NCSA Mosaic Web Browser
Some of you are so young that you will always take the web browser for granted. There was a time when you had to either download a web browser or go to a software store and buy it. Yes, there was a time when people physically went to a software store and actually paid money just to get a box that had a floppy disk, or possibly a CD, that included a web browser that you could install. NCSA Mosaic was the name of Netscape Navigator (the original mainstream web browser) before it’s developer, Eric Bina, and some other guy decided to try and make a business out of selling it. I was on the Internet before there was a Netscape. Then there was the Browser Wars. Now we take the web browser for granted. It is interesting to me that the browser itself is still basically the same as it was twenty-five years ago. The web browser is still just a window on your computer with an address bar and bookmarks.
Eudora Email
Eudora was the most popular email program for Windows back in the day. Long after there were better alternatives, I still saw people using Eudora. Inasmuch as Windows didn’t have dial-up networking until Windows 95, it also didn’t have an Internet email program. We also didn’t yet have webmail, which is a website to access your email like Hotmail, Yahoo! Mail, or Gmail. This was an innocent time before bulk email, so using email was actually kind of exciting. You could configure your email program to play a sound when you got an email, since the only email you got was email that you wanted. Somebody on the other side of the planet could send you an electronic message that arrived within seconds. In the early 1990’s, such things impressed us.
Usenet
Usenet is Internet-wide message boards, officially called newsgroups, and uses the Network News Transfer Protocol (NNTP). You access Usenet through a newsgroup reader. At first, I used Forté Free Agent, which was the only decent newsgroup reader available for Windows. In 1996, I switched to Outlook Express for email and newsgroups because it was included with Internet Explorer 3.0. Back before the Internet got so mainstream that everybody was on the Internet, you could actually have real discussions with smart interesting people on Usenet.

Collected data =
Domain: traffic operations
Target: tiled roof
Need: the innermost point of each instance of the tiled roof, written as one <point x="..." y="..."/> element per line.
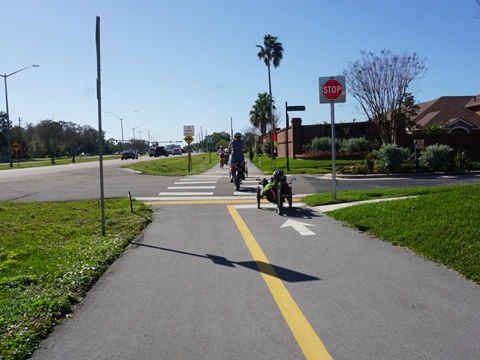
<point x="446" y="109"/>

Stated problem A =
Summarize the passage on early Internet software in two sentences.
Stated problem B =
Copy the passage on early Internet software word for word, from "Eudora Email" to "things impressed us.".

Task response A =
The passage recalls a time when web browsers had to be downloaded or bought in a store, and it notes that today's browser is still basically a window with an address bar and bookmarks. It also describes Eudora, once the most popular email program for Windows in an era before bulk email, and Usenet, the Internet-wide newsgroups where people could have real discussions before the Internet went mainstream.

Task response B =
Eudora Email
Eudora was the most popular email program for Windows back in the day. Long after there were better alternatives, I still saw people using Eudora. Inasmuch as Windows didn’t have dial-up networking until Windows 95, it also didn’t have an Internet email program. We also didn’t yet have webmail, which is a website to access your email like Hotmail, Yahoo! Mail, or Gmail. This was an innocent time before bulk email, so using email was actually kind of exciting. You could configure your email program to play a sound when you got an email, since the only email you got was email that you wanted. Somebody on the other side of the planet could send you an electronic message that arrived within seconds. In the early 1990’s, such things impressed us.